====== SOURCE PASSAGE ======
# illegal uk bf in usa...what to do



## peppera-ann- (Feb 4, 2008)

Ok, my last thread was about myself moving to Uk with uk citizen bf who is here in america, {in three days illegally after his 90 period}. From what i have recieved via advise from yall, its damn near impossible. I have done the research, and yall are correct  
So , what about me going there on a worker permit/? by chance if i get an employer to sponser me, can i turn around and file for a indefinate return to leave? or get married while there and apply?
We are at our wits end. I have come to the realizeation that he will most likely have to go home, and apply. But if it doesnt work, they mostly will not let him back here. 

We met online in October of 07, and have been living together here in america {im us citizen} since November 07. I realize u have to be together for a while, and we dont have that..sooo....

So can he apply for anything here? whilest still here, he leaves, they wont let him in. If i marry him in america? will that go towards helping him stay and be able to work....
Please Please help


----------



## synthia (Apr 18, 2007)

What do you do that will allow a work permit sponsor to say that there is no one in the EU that can be hired for the position? Getting a work visa is going to be extremely difficult, too.

As far as your boyfriend not being allowed back into the US, I don't think that will happen unless he is caught. The US doesn't check papers for people leaving the country, so there will be no record that he overstayed. People who have overstayed are usually caught when they encounter the police or other parts of officialdom for some other reason, like getting arrested.


----------



## peppera-ann- (Feb 4, 2008)

well, i am a customer service person, with insurance and hotel management under my belt, which i know isnt much.
The reason i say he wont be allowed back in the us is because i have researched it and if they know he was over due on the 90 days ( which they do check the passport upon leaving, he will not be allowed back in after grilliing him in interogation/ 
I realize that my profession is a dime a dozen, however if i find the right employer, why is it impossible? please help


----------



## Bevdeforges (Nov 16, 2007)

As you have found out, he really needs to leave within his 90 day period. If he's on a visa waiver, they'll eventually notice that the little stub thing in his passport hasn't been collected and his name will go on a list. It's really not worth the hassle.
======
| EXERCISE INSTRUCTIONS |
A. In the overstay thread, when did the couple meet online?
B. From the overstay thread, write out the stretch from "Please Please help" through "like getting arrested." again, switching "boyfriend" to "partner".
C. Shorten the paragraph of the overstay thread that opens "As far as your boyfriend not being allowed back" into a brief bulleted list that keeps its main facts.
====== DATASET RECORDS ======
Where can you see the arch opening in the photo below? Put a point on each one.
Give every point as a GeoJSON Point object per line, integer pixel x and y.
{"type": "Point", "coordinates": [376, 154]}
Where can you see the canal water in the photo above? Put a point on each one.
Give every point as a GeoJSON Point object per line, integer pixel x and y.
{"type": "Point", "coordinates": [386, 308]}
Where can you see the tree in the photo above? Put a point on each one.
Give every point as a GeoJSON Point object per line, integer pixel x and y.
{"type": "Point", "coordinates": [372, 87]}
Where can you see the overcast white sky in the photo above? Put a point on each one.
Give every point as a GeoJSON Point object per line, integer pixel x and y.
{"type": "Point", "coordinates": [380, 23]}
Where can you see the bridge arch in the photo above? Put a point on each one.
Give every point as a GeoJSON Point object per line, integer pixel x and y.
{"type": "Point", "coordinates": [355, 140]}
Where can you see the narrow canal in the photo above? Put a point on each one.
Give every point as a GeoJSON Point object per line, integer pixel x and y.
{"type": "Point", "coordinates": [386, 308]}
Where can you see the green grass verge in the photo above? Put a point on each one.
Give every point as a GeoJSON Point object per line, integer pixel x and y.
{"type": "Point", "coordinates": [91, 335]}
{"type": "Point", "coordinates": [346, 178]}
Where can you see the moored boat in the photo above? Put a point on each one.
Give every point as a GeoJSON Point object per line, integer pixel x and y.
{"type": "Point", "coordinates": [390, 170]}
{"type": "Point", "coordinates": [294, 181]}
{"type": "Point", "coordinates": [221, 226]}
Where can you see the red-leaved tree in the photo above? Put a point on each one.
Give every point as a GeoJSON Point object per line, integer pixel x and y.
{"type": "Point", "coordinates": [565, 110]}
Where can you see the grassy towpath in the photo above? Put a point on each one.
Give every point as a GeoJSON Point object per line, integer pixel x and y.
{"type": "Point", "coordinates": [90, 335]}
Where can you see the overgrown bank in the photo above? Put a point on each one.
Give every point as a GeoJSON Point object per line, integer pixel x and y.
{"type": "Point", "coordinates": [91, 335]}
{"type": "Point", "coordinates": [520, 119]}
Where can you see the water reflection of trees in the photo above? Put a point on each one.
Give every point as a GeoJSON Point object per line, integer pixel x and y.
======
| OUTPUTS FOR THE TASKS |
A. In October 2007.

B.
Please Please help


----------



## synthia (Apr 18, 2007)

What do you do that will allow a work permit sponsor to say that there is no one in the EU that can be hired for the position? Getting a work visa is going to be extremely difficult, too.

As far as your partner not being allowed back into the US, I don't think that will happen unless he is caught. The US doesn't check papers for people leaving the country, so there will be no record that he overstayed. People who have overstayed are usually caught when they encounter the police or other parts of officialdom for some other reason, like getting arrested.

C.
- He likely won't be barred from returning to the US unless he is caught.
- The US doesn't check papers when people leave, so there will be no record of the overstay.
- Overstayers are usually caught when they deal with police or other officials for some other reason, such as an arrest.